## START

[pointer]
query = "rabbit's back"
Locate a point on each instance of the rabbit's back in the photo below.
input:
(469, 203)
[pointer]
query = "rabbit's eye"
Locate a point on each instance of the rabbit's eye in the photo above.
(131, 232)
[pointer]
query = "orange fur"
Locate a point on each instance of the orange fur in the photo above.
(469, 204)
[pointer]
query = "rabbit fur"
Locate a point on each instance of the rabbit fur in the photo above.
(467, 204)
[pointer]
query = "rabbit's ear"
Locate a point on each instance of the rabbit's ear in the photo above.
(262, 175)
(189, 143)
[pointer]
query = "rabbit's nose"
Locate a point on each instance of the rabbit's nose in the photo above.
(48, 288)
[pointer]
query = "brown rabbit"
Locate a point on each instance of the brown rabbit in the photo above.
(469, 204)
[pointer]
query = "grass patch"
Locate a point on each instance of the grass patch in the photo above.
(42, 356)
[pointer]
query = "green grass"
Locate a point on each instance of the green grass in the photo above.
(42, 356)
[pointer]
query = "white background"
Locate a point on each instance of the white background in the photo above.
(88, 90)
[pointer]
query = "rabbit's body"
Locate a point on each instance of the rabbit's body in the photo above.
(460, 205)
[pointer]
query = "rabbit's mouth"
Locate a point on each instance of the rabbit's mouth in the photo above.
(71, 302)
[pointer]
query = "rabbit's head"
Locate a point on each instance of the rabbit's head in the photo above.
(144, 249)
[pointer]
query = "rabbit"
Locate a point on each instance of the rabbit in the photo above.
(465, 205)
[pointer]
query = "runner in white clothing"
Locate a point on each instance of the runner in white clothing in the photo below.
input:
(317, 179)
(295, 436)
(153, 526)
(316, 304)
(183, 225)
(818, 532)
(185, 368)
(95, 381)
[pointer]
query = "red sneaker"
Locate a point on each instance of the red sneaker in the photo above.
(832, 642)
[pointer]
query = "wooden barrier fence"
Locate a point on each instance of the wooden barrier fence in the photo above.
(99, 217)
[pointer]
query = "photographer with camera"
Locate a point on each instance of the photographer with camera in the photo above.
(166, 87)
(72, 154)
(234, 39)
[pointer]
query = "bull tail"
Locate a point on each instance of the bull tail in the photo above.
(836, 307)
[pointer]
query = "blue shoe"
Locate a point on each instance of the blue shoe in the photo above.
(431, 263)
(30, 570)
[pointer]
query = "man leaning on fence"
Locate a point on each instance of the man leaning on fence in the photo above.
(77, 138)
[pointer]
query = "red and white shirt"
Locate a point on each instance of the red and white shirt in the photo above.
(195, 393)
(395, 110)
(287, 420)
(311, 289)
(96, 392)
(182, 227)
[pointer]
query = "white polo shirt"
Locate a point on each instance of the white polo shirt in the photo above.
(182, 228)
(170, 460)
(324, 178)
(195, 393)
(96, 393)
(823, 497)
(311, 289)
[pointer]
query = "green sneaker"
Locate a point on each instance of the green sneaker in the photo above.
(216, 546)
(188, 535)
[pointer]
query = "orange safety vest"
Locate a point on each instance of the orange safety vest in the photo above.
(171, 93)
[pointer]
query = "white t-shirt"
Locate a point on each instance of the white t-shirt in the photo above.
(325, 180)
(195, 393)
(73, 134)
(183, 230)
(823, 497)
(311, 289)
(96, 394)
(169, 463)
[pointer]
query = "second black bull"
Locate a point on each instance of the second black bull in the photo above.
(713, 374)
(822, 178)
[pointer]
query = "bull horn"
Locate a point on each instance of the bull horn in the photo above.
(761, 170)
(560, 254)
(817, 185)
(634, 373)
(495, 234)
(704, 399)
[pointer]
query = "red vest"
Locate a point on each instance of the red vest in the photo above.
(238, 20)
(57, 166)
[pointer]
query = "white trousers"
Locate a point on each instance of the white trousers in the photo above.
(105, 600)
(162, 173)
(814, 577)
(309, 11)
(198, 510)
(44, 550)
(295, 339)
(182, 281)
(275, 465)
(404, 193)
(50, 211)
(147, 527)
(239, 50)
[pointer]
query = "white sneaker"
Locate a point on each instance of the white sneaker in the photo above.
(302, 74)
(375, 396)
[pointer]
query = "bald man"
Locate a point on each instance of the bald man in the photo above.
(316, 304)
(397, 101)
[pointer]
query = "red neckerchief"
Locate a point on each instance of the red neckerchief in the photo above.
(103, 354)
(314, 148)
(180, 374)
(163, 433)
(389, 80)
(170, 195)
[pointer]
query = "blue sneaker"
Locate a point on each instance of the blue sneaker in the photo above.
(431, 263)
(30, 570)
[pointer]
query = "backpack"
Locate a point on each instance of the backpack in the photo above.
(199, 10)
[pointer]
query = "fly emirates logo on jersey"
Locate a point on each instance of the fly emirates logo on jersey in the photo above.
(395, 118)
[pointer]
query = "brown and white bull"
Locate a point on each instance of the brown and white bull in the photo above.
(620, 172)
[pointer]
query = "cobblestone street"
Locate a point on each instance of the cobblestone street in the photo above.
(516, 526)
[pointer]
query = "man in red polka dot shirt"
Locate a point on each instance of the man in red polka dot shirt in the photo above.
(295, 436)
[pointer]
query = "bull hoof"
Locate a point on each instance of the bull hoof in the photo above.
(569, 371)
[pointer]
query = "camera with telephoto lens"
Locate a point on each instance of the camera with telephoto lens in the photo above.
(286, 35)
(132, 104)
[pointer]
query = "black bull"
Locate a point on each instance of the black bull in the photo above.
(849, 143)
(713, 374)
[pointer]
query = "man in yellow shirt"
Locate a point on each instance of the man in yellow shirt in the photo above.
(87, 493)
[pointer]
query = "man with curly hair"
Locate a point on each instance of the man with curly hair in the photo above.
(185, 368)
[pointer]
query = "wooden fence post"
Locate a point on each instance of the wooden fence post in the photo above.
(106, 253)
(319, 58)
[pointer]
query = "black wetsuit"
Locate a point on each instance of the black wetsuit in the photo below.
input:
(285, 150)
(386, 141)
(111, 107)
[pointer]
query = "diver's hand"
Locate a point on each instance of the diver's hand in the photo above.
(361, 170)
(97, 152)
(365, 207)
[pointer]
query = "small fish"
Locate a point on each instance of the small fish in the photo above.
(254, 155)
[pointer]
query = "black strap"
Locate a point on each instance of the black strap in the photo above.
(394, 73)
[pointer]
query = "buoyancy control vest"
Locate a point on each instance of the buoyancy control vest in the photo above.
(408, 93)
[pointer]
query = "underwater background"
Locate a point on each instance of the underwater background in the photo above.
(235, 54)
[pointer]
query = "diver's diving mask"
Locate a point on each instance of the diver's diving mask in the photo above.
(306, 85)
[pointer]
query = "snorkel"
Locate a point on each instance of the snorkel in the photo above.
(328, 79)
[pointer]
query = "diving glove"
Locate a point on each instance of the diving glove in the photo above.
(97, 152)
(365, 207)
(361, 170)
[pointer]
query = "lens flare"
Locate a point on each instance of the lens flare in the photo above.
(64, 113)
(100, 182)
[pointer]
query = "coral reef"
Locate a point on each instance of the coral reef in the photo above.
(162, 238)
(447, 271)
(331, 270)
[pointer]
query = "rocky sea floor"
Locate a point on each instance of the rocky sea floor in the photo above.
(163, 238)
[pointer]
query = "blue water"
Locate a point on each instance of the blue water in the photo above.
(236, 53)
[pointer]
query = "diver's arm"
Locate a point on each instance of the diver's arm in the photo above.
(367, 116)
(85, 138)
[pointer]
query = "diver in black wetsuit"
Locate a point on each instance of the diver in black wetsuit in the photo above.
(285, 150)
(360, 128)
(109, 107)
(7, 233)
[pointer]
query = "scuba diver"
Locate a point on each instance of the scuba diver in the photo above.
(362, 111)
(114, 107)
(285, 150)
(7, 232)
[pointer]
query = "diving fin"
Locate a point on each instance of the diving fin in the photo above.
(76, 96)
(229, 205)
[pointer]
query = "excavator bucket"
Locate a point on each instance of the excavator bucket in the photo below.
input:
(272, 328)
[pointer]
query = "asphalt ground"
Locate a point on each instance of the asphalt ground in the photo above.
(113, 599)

## END

→ Written problem:
Show every line of the rows above that contains the word "control", matching case exactly.

→ Solution:
query = "buoyancy control vest"
Locate a point on each instance of the buoyancy control vest in the photo above.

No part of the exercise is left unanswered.